TASK DIRECTIONS:
Reproduce the data below line for line without any changes, omitting any pictures from your reply.

RECORDS PROVIDED:
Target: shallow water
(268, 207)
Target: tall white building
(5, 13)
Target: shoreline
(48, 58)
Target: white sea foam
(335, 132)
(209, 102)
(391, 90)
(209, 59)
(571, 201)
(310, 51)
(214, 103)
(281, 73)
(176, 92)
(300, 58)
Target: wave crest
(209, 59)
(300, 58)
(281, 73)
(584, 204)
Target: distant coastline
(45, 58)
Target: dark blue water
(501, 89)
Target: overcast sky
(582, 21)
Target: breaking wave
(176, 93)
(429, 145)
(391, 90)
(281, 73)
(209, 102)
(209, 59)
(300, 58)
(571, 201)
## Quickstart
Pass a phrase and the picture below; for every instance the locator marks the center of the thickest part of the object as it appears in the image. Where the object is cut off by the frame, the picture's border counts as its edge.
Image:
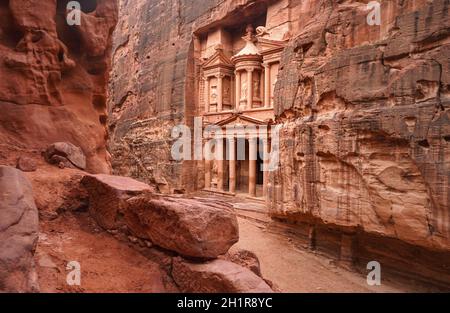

WRITTEN SOLUTION:
Target: shallow water
(268, 207)
Target: tall white building
(5, 13)
Target: shoreline
(48, 58)
Target: white sea foam
(335, 132)
(209, 102)
(391, 90)
(209, 59)
(571, 201)
(310, 51)
(214, 103)
(281, 73)
(176, 92)
(300, 58)
Target: wave crest
(209, 59)
(300, 58)
(281, 73)
(584, 204)
Target: distant coastline
(45, 58)
Target: dark blue water
(501, 89)
Target: overcast sky
(582, 21)
Target: breaking wave
(176, 93)
(429, 145)
(391, 90)
(281, 73)
(209, 102)
(209, 59)
(300, 58)
(571, 201)
## Quickstart
Pass a phrase and the picture below; for every instance the locator marks the center of the thickest part of the object as it appears in the image. Where the object is cut off by the frame, the picture's border counts as its edge.
Image:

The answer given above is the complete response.